Extrait du texte
>>>
M. Claude Monet expose, chez MM. Boussod et Valadon, une série de toiles incomparables. Je n’ai pas à rendre compte ici de cette Exposition, et je le regrette, car elle offre un tout à fait exceptionnel intérêt d’art par l’étonnante diversité et la nouveauté hardie des sensations exprimées en ces œuvres — paysages, marines et figures — sensations qu’aucun peintre, à aucune époque, n’exprima, je crois, avec cette passion de la vie, avec cette force d’éloquence et ce charme de sensibilité, avec, surtout, cette supérieure intelligence des grandes harmonies de la nature. Je veux seulement, à cette occasion, parler du très rare, du très puissant artiste qu’est M. Claude Monet, si toutefois, en ces temps d’agitations imbéciles, il est permis de s’occuper encore de quelque chose de noble, où la boueuse politique n’a rien à voir.
<<<
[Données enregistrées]
>>>
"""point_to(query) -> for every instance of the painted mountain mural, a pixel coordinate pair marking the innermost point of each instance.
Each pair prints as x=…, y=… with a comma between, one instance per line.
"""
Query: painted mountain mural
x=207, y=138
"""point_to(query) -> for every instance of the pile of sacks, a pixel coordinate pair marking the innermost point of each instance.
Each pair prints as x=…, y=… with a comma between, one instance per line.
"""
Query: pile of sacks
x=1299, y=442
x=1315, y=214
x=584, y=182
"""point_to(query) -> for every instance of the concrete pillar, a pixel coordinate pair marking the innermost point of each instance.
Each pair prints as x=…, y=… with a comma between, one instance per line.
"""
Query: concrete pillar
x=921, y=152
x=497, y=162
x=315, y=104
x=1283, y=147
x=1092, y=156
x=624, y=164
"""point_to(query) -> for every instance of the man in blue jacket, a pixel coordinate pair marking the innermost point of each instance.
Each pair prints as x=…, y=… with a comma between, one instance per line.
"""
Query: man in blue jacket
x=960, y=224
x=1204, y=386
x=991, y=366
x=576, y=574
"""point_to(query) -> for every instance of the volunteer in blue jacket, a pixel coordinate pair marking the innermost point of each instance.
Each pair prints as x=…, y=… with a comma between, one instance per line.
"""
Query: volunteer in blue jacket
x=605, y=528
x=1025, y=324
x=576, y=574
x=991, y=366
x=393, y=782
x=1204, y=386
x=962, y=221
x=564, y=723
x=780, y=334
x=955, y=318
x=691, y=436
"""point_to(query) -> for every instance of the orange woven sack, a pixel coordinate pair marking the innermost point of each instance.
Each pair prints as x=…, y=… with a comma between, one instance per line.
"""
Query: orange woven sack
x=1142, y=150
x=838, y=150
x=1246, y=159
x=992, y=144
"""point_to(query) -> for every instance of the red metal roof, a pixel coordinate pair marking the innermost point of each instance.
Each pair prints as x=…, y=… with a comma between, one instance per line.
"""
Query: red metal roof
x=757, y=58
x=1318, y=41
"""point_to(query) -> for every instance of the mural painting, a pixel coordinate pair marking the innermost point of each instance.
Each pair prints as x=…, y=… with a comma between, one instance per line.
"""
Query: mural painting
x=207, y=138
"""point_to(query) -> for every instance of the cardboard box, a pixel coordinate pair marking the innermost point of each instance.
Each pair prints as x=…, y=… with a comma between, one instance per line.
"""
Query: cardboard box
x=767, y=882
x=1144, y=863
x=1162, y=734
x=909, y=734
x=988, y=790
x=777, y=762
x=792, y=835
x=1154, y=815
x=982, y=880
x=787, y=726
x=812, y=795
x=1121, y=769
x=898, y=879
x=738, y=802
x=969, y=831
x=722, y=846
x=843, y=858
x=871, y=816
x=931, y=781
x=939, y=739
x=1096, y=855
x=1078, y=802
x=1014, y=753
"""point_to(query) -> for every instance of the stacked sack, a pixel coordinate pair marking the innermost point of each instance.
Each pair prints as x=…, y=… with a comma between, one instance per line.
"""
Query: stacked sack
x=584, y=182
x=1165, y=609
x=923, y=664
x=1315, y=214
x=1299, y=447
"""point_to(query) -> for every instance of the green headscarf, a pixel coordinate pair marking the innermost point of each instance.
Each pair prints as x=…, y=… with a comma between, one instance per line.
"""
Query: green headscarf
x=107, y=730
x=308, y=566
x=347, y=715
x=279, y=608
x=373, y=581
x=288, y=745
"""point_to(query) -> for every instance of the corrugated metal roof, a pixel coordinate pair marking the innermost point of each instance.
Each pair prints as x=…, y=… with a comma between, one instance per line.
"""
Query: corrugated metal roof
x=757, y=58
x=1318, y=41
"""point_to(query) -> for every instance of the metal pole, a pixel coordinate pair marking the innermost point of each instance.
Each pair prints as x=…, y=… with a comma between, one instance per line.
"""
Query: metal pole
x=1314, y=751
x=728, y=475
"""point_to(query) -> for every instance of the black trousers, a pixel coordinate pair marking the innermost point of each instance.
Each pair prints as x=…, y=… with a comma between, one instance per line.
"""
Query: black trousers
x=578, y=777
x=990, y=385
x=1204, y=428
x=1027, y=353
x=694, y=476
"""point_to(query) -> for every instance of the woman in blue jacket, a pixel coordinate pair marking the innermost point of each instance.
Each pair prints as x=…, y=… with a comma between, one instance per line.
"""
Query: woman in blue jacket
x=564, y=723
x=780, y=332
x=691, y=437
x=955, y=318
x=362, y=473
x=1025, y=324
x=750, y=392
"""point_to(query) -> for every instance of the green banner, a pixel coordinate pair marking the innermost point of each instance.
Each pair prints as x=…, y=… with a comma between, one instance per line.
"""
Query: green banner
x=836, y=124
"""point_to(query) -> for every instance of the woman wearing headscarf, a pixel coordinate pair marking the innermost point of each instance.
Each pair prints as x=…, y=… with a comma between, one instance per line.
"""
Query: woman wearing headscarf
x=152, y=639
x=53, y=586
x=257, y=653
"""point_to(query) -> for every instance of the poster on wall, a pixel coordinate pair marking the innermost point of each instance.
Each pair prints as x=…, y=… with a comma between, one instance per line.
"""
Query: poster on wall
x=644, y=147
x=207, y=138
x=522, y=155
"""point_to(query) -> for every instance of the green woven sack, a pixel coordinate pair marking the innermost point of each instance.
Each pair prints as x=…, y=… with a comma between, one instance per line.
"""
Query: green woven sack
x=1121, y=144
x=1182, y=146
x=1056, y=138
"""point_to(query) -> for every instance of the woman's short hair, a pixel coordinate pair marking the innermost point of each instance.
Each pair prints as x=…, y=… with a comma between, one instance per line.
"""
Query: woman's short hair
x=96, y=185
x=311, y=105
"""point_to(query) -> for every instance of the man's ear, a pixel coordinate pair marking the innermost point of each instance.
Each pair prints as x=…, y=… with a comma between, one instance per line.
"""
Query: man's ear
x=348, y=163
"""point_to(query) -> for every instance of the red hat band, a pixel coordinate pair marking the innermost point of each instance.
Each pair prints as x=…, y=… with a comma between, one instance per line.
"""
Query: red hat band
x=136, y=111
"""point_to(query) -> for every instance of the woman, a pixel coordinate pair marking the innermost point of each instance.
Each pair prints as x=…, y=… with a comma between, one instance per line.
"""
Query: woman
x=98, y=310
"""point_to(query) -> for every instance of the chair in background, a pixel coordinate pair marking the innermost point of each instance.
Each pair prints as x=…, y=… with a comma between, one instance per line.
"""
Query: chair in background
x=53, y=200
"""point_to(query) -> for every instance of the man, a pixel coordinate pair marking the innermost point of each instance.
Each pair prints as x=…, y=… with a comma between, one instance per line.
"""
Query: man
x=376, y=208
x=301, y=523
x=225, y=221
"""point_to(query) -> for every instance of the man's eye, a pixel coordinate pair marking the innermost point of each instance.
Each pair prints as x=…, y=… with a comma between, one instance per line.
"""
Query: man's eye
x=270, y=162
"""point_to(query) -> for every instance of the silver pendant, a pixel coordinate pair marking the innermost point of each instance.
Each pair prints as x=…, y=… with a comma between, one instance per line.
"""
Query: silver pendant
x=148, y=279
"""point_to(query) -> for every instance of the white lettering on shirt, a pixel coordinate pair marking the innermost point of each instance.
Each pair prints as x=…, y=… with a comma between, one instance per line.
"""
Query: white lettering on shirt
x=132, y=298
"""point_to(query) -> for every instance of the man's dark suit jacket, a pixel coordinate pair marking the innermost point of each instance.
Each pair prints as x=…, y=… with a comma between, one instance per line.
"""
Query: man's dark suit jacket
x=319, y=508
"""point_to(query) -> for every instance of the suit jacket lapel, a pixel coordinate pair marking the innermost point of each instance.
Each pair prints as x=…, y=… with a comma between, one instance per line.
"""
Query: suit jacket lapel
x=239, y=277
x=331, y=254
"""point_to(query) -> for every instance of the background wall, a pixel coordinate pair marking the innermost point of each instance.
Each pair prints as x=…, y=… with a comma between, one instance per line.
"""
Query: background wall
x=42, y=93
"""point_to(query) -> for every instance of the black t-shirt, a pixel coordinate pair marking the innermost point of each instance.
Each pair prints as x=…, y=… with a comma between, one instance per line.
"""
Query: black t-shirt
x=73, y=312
<<<
Liste des tâches
**1)** D'après l'extrait du texte, chez qui M. Claude Monet expose-t-il sa série de toiles ?
**2)** Recopiez le passage de l'extrait du texte allant de "M. Claude Monet expose, chez" à "rien à voir.", en substituant "portraits" à "paysages".

Solutions proposées
**1)** Chez MM. Boussod et Valadon.

**2)**
M. Claude Monet expose, chez MM. Boussod et Valadon, une série de toiles incomparables. Je n’ai pas à rendre compte ici de cette Exposition, et je le regrette, car elle offre un tout à fait exceptionnel intérêt d’art par l’étonnante diversité et la nouveauté hardie des sensations exprimées en ces œuvres — portraits, marines et figures — sensations qu’aucun peintre, à aucune époque, n’exprima, je crois, avec cette passion de la vie, avec cette force d’éloquence et ce charme de sensibilité, avec, surtout, cette supérieure intelligence des grandes harmonies de la nature. Je veux seulement, à cette occasion, parler du très rare, du très puissant artiste qu’est M. Claude Monet, si toutefois, en ces temps d’agitations imbéciles, il est permis de s’occuper encore de quelque chose de noble, où la boueuse politique n’a rien à voir.